# Bean for aeropress - what to try?



## jkb89 (Dec 10, 2014)

Hi folks,

Just getting to the end of my bag of Rocko mountain reserve from Foundry - used exclusively in the Aeropress. Loved it, but variety is the spice of life...

I'm after recommendations for new beans to try that give me the same sort of fruity/funky taste, something with sparkle that I might not've tried. Seemed very similar to the La ilusion from HasBean to me!

Cheers in advance


----------



## Dallah (Jan 31, 2015)

When I saw the post I was going to suggest the Rocko Mountain from Foundry. If you are happy to stay at Foundry I found the Rungeto good. Quite complex and funky.


----------



## jkb89 (Dec 10, 2014)

Can't see the Rungeto on there Ridland, am I being blind?


----------



## Step21 (Oct 2, 2014)

If it's funk your after then a natural processed bean may be what you are looking for.

Why not try Ethiopian Dumerso from Coffee Compass. This is a Yirg as is the foundry rocko bean but with quite a different taste profile. Lot's of fruit/funk but completely different from the foundry Yirg. Might be good to compare the difference?


----------



## jkb89 (Dec 10, 2014)

====================

WORK TO DO >>
- A) List every coffee that the Aeropress bean thread names, once each, along with the roaster or seller it is tied to.
- B) Carry on the Aeropress bean thread, starting right after its last line.
The data below come from a separate source and are unrelated to the thread above.

GIVEN MATERIAL >>
====================

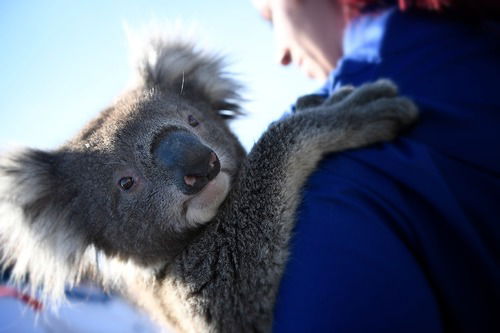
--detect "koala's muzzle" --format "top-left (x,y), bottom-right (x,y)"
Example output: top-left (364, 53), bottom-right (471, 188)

====================

ANSWERS TO THE EXERCISE >>
- A)
- Rocko Mountain Reserve (Foundry)
- La Ilusion (HasBean)
- Rungeto (Foundry)
- Ethiopian Dumerso (Coffee Compass)

- B)
Emailed Richard at CoffeeCompass - will see what he suggests 

Any other suggestions elsewhere guys?


----------



## Dallah (Jan 31, 2015)

Rungeto must be finished. Seasonality. Hopefully Rocko Mountain doesn't run out. Terrible bean. No one should buy any more of it ROFLMFAO. I've yet to go wrong with anything from Foundry. If you are new and not confident in your technique Coffee Compass and ManCoCo both roast in a mahogany roast which is very forgiving of operator error.


----------



## foundrycoffeeroasters.com (Jun 19, 2014)

Rungeto has all gone I'm afraid. We have a new Kenyan though that's a week or two away from going on sale. We were blown away by it when we cupped it so have high hopes once we get the profile sorted.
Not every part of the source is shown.